A series of records
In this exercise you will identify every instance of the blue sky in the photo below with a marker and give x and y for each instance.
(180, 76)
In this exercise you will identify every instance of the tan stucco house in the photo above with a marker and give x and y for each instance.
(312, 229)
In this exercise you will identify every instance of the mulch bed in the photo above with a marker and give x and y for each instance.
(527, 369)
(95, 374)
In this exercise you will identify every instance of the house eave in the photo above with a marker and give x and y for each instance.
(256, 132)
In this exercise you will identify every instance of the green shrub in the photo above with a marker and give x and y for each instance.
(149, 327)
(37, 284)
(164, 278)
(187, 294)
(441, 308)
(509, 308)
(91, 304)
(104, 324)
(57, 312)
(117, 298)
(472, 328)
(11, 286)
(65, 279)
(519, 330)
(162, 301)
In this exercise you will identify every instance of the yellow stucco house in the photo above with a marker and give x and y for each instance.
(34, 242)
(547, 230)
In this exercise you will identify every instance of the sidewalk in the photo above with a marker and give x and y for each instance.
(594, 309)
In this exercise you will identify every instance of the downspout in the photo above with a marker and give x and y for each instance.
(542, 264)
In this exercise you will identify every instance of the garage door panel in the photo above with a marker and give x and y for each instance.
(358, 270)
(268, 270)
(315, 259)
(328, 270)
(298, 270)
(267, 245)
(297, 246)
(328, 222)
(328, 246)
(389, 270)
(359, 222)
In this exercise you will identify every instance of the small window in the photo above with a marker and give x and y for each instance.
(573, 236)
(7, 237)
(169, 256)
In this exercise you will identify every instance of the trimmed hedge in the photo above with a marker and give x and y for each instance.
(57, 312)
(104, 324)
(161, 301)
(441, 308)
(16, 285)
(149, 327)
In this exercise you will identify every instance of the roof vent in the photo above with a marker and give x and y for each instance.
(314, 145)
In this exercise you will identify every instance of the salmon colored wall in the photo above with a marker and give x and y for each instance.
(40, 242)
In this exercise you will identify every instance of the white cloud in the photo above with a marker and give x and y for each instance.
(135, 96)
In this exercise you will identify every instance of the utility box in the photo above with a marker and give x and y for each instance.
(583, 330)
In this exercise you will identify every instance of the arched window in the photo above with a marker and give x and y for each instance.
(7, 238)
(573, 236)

SHORT TASK
Format all the lines above as a two-column CSV with the header text,answer. Give one row for each line of text, and put every answer that follows it into that row's answer column. Wrap each field in double quotes and replace any line breaks with spaces.

RESPONSE TO THE TASK
text,answer
"In this exercise you will identify every instance of the blue sky in the photo below with a marker and give x and y for each instance.","(180, 76)"
"In this exercise you will identify every instance of the tan stucco house in the photo above with a marker and give x and y for each instance.","(312, 229)"
"In this exercise you will identify every instance of the mulch bed in the photo above with a marker and give x and y for each instance.","(527, 369) (95, 374)"
"In this exercise you will identify every instance of the house eave in the photo above with a marker and give x and y for each instance.","(256, 132)"
"In this exercise you will identify every instance of the green shrub in the photo above with a marker and give x and y for each instance.","(149, 327) (37, 284) (164, 278) (187, 294) (441, 308) (509, 308) (91, 304) (104, 324) (57, 312) (117, 298) (472, 328) (11, 286) (65, 279) (519, 330) (162, 301)"
"In this exercise you will identify every instance of the yellow stucco house in the photo above with a marker and give x and y for each instance.","(34, 242) (547, 230)"
"In this exercise you will identify every instance of the sidewalk in the photo above with a marker and give x and y for each instance.","(594, 309)"
"In this exercise you will identify every instance of the downspout in the photo above with a marker and give x and y for each instance.","(542, 264)"
"In this exercise you will identify every instance of the garage door panel in the photo above with a marker and give x and y for each instance.","(358, 270) (268, 270) (315, 259) (328, 270) (298, 270) (267, 245) (297, 246) (328, 222) (328, 246) (389, 270) (359, 222)"
"In this exercise you will identify every instance of the small window in the photo above with a marker and give x and y for each instance.","(573, 236) (7, 237) (169, 256)"
"In this exercise you will identify every instance of the trimmed hedge in the photo above with a marker and give x and y for each instance.","(57, 312) (104, 324) (161, 301) (441, 308) (16, 285) (149, 327)"
"In this exercise you will identify every instance of the roof vent in the photo above with a marker and give x and y for each instance.","(314, 145)"
"In this exercise you will identify every instance of the salmon colored wall in the photo above with a marker and give x and y for each instance.","(40, 242)"
"In this exercise you will identify every instance of the white cloud in the photo above with a marker and give x and y for each instance.","(135, 96)"
"In this exercise you will identify every instance of the utility box in the photo above with a marker and give x and y for each instance.","(583, 330)"
"In this exercise you will identify every instance of the arched window in the photo above with a marker and give x and y for each instance.","(7, 238) (573, 236)"